WHAT TO PRODUCE.
Give the number of lines in the data that contain "central", and nothing more.

------------------------------------

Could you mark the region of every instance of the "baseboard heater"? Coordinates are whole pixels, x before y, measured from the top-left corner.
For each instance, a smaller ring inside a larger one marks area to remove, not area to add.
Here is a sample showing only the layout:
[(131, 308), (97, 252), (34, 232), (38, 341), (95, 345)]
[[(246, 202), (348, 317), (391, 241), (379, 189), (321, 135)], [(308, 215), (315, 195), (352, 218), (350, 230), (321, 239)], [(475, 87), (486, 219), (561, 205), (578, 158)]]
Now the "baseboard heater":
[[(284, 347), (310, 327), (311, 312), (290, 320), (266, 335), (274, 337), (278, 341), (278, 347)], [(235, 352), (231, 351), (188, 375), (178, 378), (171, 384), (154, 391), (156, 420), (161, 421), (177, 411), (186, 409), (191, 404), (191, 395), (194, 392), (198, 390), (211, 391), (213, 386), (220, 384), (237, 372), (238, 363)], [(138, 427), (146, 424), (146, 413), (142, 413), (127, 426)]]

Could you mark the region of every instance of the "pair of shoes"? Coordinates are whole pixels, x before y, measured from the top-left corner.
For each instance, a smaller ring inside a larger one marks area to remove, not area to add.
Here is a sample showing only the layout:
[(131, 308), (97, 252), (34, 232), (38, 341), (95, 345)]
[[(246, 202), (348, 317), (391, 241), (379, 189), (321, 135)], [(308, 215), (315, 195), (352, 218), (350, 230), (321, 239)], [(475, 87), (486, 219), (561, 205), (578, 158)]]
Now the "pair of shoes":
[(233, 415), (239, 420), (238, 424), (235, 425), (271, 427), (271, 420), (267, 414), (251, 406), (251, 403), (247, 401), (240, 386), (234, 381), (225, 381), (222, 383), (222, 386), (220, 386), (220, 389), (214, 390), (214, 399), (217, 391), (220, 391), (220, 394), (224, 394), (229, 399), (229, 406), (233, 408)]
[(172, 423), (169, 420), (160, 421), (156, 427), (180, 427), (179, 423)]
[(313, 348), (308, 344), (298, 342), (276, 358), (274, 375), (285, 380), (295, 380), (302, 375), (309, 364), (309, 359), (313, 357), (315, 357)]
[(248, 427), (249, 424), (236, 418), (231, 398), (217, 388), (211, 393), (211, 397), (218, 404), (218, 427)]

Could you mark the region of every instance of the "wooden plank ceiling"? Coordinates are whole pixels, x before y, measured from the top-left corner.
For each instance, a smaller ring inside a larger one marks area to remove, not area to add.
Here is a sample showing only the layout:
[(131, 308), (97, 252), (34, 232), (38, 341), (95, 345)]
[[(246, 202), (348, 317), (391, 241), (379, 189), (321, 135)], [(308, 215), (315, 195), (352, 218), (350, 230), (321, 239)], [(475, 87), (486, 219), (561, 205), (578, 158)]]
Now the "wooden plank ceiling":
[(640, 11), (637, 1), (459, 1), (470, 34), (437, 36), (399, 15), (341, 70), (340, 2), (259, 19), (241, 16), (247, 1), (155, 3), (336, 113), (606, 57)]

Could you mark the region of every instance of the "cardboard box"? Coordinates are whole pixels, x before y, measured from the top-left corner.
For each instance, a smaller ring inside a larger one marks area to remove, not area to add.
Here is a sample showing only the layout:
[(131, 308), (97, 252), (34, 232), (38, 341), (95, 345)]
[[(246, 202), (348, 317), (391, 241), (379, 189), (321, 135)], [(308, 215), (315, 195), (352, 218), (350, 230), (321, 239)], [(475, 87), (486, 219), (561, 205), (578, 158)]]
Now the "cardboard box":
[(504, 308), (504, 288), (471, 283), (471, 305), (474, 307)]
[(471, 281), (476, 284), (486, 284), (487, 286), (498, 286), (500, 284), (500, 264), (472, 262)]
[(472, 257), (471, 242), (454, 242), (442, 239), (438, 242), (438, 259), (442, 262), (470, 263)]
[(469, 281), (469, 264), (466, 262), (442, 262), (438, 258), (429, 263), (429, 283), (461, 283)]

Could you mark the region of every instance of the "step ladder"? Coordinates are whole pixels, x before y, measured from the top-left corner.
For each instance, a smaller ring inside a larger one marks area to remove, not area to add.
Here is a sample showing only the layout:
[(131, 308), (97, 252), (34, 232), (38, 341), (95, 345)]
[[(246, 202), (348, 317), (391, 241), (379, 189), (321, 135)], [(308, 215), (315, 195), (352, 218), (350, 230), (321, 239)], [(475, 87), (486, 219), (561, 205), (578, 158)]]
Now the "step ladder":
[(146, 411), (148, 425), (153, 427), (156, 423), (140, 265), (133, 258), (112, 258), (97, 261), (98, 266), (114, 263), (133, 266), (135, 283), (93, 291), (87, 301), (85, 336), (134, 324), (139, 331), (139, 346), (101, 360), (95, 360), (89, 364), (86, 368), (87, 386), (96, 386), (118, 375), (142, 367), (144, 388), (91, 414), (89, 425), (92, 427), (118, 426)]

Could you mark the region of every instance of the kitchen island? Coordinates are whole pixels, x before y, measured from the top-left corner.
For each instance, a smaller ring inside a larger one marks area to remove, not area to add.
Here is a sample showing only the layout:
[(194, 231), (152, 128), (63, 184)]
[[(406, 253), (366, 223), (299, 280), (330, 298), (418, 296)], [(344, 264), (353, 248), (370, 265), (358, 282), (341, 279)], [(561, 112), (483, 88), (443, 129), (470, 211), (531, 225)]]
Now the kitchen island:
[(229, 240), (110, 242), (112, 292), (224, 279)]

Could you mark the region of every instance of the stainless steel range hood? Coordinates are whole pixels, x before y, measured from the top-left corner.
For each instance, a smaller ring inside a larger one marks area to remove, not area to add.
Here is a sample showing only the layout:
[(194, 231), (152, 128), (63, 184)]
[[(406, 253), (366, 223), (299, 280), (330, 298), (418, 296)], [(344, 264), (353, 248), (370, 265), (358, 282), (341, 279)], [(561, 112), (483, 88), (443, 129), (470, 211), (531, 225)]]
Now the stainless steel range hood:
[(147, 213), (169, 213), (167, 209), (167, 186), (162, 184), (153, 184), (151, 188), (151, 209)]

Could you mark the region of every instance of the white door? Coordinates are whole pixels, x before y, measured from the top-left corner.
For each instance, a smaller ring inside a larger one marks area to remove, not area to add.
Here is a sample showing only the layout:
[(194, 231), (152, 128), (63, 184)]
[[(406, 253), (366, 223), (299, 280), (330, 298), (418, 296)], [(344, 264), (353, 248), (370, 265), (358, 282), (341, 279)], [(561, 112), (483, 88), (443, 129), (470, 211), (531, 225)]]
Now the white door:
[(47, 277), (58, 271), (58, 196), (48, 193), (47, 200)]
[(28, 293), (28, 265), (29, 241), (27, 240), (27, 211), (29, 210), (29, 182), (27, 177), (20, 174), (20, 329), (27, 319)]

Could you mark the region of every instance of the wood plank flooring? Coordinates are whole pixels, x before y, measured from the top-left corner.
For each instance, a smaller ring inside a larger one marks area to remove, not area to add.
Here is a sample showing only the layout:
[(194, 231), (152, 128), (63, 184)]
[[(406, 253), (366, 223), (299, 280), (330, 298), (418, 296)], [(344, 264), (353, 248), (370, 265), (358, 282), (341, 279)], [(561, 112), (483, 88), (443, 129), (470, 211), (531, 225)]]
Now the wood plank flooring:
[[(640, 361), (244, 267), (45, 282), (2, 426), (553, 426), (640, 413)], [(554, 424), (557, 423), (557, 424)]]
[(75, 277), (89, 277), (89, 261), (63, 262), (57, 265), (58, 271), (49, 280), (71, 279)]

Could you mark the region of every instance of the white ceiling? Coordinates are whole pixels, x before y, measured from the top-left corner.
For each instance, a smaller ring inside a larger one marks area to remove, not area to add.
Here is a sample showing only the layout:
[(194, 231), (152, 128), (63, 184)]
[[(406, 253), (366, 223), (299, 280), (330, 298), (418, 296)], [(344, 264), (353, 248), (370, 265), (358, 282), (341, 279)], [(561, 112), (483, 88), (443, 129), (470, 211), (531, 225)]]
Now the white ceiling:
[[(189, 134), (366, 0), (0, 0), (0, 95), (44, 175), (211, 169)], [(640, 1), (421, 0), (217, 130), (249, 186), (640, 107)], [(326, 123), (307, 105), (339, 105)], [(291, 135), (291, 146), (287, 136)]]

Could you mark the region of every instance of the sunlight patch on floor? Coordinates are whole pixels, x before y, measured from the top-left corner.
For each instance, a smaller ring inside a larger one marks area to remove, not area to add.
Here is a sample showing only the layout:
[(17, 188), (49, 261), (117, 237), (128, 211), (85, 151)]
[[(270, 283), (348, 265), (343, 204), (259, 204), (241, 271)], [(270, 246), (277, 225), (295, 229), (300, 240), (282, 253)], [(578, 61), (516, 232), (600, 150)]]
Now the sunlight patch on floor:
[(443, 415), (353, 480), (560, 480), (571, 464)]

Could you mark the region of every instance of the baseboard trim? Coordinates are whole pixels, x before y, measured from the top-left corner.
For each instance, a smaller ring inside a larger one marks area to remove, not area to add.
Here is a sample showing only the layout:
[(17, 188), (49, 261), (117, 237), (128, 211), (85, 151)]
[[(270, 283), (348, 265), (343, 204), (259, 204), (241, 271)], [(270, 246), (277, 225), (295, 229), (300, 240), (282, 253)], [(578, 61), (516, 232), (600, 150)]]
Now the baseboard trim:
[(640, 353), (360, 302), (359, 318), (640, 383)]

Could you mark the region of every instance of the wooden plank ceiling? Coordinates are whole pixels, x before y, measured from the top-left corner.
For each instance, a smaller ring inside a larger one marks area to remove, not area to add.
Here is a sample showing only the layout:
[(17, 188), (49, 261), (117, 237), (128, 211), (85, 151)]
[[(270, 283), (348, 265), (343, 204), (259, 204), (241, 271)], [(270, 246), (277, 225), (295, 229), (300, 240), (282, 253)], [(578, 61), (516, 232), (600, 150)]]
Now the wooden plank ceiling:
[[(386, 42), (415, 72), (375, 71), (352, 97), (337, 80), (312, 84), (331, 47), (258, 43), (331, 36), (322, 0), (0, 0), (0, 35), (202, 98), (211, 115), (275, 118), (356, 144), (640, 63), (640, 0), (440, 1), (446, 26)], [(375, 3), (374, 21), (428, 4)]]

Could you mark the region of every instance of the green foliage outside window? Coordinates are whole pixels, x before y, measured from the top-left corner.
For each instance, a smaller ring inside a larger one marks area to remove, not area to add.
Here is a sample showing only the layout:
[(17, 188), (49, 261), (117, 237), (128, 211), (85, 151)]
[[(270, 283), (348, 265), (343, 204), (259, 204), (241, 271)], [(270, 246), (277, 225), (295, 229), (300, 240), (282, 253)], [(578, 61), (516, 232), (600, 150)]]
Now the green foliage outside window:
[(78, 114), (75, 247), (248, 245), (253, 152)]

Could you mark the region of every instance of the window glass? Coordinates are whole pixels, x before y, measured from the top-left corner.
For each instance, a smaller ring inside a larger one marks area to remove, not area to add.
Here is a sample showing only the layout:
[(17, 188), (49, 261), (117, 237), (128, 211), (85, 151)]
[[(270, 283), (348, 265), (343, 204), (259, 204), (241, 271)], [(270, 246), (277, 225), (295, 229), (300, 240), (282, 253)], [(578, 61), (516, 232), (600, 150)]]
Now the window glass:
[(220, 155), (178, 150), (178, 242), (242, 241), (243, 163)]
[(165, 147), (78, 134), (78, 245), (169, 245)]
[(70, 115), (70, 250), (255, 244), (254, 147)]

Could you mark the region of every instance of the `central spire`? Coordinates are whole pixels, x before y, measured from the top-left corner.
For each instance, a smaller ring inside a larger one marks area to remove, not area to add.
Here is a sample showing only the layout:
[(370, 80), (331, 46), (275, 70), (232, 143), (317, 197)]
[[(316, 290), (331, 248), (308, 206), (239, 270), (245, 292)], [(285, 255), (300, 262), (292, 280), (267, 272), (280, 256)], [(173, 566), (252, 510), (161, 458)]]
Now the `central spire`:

------------------------------------

RESPONSE FOR THIS EXERCISE.
2